[Document passage]:
▬▬▬▬▬▬▬▬▬▬
By Amy Or 
 

NEW YORK--Private equity firms are gearing up for a possible deterioration of the sovereign debt crisis in Europe and an extended period of low economic growth, through a mixture of refinancing and hedges.

Making sure European investments stay in business while not jeopardizing returns by European nations' onerous debt and austerity measures, along with slowing economic growth, has been in sharp focus of late for investment managers and their clients.

"Everyday is a brand new soap opera [in Europe]," said Carlyle Group LP (CG) Chief Operating Officer Glenn Youngkin at a Morgan Stanley (MS) investment conference earlier this month. "What we need to do is to protect our 33 portfolio companies in Europe by shoring up their capital structure."

Carlyle, managing $159 billion assets worldwide, has refinanced its portfolio companies' debt over the past six to eight months including some deals which Youngkin described as "Herculean" on the rising cost of refinancing there, to make sure they will withstand an extended downturn.

The European debt crisis has brought an increase in corporate bankruptcies, but the rise wasn't as severe as expected given the magnitude of shock to the financial system. Rating agency Standard & Poor's said Europe accounted for only four, or 7.5%, of the 53 global corporate defaults last year, the U.S. and associated tax havens like Bermuda and the Cayman Islands, meanwhile, accounted for nearly three-quarters of bankruptcies that year.

Abundant bank financing and liquidity from central banks played an important role in allowing businesses to continue operating over the past few years. But as European banks face regulatory constraints on capital and they still hold a substantial amount of European sovereign debt, concerns have resurfaced over their ability to provide market liquidity to limit the damage of future crises.

The amount of private equity investments in Europe is significant. Since 2009, about $220 billion has been put to work in deals there, according to data provider Preqin. With the European influx, many investors, including those in the United States, are exposed to political, economic and currency risks on the continent.

For example, KKR & Co. (KKR) suffered discounted return from its partial divestment in Alliance Boots earlier this month due to a sharp decline in the pound against the U.S. dollar. KKR's GBP1.2 billion investment in 2007 cost $2.45 billion in U.S. dollars, but the same amount is now worth only $1.8 billion. The over 25% loss in the sterling alone slashed the buyout giant's return on capital by 18%.

While forward contracts and other investment instruments can hedge against currency fluctuations, some private equity managers--particularly those with long-term investment horizons--are hesitant to place directional, foreign-exchange wagers.

"We don't take directional macro positions. If Germany leaves the euro zone, the euro may collapse, if it's Greece, the euro may rise," said New York Life Capital Partners' Managing Principal Quint Barker. "Our expectations are that over the life of a steady program, the benefits and losses from currency will balance out."

New York Life Capital Partners, which managed about $8.8 billion in alternative assets as of March 31, for institutional and high net worth investors, including parent company New York Life Insurance Co., only puts on short-term currency hedges when it expects a specific profit distribution and has related concerns about currency movement.
▬▬▬▬▬▬▬▬▬▬
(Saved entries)

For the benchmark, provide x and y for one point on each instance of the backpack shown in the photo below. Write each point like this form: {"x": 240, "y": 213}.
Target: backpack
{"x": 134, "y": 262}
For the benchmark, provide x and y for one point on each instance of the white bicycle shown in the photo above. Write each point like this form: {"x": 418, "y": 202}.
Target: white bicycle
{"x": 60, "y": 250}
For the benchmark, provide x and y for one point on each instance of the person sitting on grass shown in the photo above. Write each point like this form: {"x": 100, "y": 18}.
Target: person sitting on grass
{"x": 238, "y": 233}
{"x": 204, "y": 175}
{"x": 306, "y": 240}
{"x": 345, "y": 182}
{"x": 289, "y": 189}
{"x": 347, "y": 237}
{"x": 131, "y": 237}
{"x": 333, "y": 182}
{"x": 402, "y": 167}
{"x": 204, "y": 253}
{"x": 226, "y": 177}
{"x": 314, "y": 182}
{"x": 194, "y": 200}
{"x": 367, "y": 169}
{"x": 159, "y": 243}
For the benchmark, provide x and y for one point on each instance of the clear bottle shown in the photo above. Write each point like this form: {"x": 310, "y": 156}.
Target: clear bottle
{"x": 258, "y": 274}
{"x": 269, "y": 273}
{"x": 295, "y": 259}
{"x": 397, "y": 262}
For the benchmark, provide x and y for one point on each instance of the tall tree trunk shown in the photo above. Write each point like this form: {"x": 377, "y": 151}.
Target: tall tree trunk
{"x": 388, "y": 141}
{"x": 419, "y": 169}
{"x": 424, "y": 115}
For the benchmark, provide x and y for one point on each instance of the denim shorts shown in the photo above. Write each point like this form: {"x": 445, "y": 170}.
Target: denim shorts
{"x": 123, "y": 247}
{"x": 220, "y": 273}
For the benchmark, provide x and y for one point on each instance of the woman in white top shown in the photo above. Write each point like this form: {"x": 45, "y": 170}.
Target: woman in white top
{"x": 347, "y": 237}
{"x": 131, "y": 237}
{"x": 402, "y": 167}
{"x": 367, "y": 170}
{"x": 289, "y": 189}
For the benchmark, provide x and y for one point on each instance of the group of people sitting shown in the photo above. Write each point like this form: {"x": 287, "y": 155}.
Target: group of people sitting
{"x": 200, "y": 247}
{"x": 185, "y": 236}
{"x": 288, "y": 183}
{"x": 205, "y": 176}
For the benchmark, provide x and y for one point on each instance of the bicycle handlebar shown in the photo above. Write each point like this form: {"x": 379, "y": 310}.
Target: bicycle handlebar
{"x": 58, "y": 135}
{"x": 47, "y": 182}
▬▬▬▬▬▬▬▬▬▬
[Activity list]:
- 1) In the article on private equity in Europe, how many portfolio companies does Carlyle have in Europe?
- 2) Rewrite the paragraph of the article on private equity in Europe that begins "The European debt crisis has brought" as a short bulleted list that keeps its main facts.
- 3) Translate this sentence from the article on private equity in Europe into Spanish: "Since 2009, about $220 billion has been put to work in deals there, according to data provider Preqin."

[List of solutions]:
- 1) 33

- 2)
- The European debt crisis increased corporate bankruptcies, but the rise was less severe than expected given the shock to the financial system.
- Standard & Poor's said Europe accounted for only four (7.5%) of the 53 global corporate defaults last year.
- The U.S. and associated tax havens like Bermuda and the Cayman Islands accounted for nearly three-quarters of that year's bankruptcies.

- 3) Desde 2009, se han invertido unos 220.000 millones de dólares en operaciones allí, según el proveedor de datos Preqin.